[Text to read]
>> Begin

Who‘s in the Middle

Time Limit: 2000/1000 MS (Java/Others)    Memory Limit: 65536/32768 K (Java/Others)

Problem Description

FJ is surveying his herd to find the most average cow. He wants to know how much milk this ‘median‘ cow gives: half of the cows give as much or more than the median; half give as much or less.

Given an odd number of cows N (1 <= N < 10,000) and their milk output (1..1,000,000), find the median amount of milk given such that at least half the cows give the same amount of milk or more and at least half give the same or less.

Input

* Line 1: A single integer N

* Lines 2..N+1: Each line contains a single integer that is the milk output of one cow.

Output

* Line 1: A single integer that is the median milk output.

Sample Input

5
2
4
1
3
5

Sample Output

3

Hint

INPUT DETAILS: 

Five cows with milk outputs of 1..5 

OUTPUT DETAILS: 

1 and 2 are below 3; 4 and 5 are above 3.

>> End

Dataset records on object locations
>> Begin

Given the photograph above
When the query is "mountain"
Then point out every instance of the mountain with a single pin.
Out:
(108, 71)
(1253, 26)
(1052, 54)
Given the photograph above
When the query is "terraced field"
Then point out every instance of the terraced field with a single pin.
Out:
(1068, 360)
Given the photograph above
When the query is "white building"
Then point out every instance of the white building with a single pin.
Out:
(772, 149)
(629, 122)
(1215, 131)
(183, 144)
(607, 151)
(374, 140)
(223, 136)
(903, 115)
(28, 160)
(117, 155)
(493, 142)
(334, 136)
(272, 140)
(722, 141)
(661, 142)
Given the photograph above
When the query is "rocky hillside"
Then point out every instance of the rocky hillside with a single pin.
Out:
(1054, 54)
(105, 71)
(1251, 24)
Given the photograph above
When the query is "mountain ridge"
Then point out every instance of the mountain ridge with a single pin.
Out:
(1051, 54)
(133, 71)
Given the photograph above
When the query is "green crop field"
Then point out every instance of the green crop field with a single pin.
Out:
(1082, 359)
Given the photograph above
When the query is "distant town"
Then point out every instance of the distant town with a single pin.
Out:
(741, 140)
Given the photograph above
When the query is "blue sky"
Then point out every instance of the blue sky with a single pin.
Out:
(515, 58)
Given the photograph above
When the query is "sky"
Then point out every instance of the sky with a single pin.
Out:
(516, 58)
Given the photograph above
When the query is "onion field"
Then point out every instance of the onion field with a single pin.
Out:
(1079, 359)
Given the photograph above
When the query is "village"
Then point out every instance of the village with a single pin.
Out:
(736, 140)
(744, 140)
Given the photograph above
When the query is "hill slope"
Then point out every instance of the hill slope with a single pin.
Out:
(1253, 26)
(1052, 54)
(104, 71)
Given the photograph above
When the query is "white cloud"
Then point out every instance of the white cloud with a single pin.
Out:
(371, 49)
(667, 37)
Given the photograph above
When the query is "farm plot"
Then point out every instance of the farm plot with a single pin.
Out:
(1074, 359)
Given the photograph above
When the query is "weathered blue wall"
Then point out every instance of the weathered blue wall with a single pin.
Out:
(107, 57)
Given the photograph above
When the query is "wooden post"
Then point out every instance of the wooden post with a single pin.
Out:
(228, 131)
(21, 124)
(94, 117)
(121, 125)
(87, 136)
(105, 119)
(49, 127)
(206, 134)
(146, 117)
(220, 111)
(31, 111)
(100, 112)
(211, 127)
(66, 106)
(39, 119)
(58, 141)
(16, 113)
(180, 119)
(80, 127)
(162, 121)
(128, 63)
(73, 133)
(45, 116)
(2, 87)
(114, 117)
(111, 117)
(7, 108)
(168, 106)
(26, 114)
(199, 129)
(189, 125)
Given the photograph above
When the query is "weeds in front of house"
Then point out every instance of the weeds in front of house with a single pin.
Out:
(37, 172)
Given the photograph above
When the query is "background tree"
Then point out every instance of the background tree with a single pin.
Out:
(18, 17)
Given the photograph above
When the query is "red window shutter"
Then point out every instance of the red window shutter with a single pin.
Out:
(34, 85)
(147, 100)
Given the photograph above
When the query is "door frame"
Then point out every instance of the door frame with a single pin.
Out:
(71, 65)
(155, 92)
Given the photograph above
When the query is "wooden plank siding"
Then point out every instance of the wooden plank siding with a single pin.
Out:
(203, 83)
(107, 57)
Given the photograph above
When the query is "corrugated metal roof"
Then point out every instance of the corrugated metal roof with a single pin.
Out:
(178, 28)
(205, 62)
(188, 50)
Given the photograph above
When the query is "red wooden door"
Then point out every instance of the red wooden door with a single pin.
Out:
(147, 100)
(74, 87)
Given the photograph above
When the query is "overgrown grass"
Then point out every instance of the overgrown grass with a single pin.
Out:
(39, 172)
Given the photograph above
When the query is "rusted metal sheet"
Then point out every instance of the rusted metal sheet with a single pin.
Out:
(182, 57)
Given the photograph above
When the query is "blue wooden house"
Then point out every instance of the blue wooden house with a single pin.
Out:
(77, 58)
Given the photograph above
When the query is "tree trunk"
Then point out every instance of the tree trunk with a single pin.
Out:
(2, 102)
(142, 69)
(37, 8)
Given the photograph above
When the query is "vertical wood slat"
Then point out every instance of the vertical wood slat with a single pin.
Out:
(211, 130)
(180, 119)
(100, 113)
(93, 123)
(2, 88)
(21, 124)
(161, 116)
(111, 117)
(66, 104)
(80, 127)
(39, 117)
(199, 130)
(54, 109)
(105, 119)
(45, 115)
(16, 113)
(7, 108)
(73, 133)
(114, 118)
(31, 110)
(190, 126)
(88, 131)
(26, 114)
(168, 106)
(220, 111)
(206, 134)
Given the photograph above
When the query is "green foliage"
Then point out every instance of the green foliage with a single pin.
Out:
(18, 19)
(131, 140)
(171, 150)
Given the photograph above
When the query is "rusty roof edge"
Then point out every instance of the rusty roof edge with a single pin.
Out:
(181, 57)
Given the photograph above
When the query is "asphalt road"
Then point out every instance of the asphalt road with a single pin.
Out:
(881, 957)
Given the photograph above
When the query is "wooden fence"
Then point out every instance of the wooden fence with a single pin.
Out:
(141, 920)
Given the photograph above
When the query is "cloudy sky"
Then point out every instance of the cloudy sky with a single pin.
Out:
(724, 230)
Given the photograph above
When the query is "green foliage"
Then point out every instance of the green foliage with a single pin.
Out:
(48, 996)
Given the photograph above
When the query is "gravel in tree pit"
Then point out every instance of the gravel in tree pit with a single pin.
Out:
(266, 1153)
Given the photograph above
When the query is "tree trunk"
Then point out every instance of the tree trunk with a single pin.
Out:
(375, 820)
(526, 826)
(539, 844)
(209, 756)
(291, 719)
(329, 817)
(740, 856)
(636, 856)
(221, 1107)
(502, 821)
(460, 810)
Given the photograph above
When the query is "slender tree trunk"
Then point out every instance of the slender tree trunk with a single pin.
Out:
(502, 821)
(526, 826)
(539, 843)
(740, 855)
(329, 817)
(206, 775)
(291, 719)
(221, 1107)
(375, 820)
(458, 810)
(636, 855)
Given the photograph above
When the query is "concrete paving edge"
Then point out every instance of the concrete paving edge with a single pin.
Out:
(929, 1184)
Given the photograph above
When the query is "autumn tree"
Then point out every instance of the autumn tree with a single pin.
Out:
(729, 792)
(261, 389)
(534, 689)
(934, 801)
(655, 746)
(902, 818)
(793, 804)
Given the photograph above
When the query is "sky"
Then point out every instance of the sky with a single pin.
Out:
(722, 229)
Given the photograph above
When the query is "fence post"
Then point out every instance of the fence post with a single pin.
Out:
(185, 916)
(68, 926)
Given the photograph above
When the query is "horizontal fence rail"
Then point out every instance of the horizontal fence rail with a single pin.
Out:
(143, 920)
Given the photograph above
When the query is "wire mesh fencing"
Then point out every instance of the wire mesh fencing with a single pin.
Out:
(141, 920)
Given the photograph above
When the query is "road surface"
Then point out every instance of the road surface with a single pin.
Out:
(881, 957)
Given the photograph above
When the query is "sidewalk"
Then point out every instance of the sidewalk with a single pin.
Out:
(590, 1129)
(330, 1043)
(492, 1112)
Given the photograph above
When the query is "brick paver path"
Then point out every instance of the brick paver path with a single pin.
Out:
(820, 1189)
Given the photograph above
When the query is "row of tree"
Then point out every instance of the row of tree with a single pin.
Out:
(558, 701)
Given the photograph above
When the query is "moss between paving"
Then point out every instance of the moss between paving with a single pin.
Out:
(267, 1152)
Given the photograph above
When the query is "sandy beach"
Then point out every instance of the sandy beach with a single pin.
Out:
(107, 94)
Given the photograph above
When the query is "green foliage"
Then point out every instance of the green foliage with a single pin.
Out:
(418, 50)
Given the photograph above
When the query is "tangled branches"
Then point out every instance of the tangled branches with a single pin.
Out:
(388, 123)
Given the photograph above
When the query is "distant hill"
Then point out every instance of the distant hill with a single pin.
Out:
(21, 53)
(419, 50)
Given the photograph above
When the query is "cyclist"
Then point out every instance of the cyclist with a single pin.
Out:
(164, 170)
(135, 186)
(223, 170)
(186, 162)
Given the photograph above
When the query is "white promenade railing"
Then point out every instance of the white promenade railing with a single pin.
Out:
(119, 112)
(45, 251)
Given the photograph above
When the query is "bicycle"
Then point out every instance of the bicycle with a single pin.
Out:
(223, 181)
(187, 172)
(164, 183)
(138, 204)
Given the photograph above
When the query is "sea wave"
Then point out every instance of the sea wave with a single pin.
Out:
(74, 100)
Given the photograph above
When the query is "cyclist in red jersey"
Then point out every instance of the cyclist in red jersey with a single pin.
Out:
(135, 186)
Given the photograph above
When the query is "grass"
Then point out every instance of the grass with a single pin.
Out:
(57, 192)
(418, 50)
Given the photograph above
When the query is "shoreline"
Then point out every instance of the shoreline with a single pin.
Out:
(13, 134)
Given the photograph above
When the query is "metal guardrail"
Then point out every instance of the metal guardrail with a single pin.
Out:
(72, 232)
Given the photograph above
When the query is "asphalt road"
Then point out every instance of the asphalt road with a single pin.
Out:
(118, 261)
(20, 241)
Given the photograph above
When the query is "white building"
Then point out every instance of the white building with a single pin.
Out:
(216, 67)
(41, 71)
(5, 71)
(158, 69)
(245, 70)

>> End

[Required actions]
1. In the median-cow problem statement, what range is allowed for the number of cows N?
2. List, in order, every integer given in the Sample Input of the median-cow problem statement.
3. Write a continuation of the median-cow problem statement, starting after its last line.

[Outputs by task]
1. N is odd, with 1 <= N < 10,000.

2. 5, 2, 4, 1, 3, 5

3.
就是奇数个数字，求中位数，排序下，即可

#include<iostream>
#include<stdio.h>
#include<string.h>
int a[10010];
using namespace std;
void Swap(int *a,int *b){
    int t=*a;
    *a=*b;
    *b=t;
}
int partition(int a[],int l,int h){
    int v = a[l];
    int i=l;
    int j=h+1;
    while(true){
        while(a[++i]<v)if(i==h)break;
        while(v<a[--j])if(j==l)break;
        if(i>=j)break;
        Swap(&a[i],&a[j]);
    }
    Swap(&a[l],&a[j]);
    return j;
}
void quick_sort(int a[],int l,int h){
    if(h<=l)return ;
    int j=partition(a,l,h);
    quick_sort(a,l,j-1);//左边
    quick_sort(a,j+1,h);//右边
}
int main(int argc, char *argv[])
{
    //freopen("1157.in","r",stdin);
    int N;
    int i;
    while(scanf("%d",&N)!=EOF)
    {
        i=0;
        for(i=0;i<N;++i)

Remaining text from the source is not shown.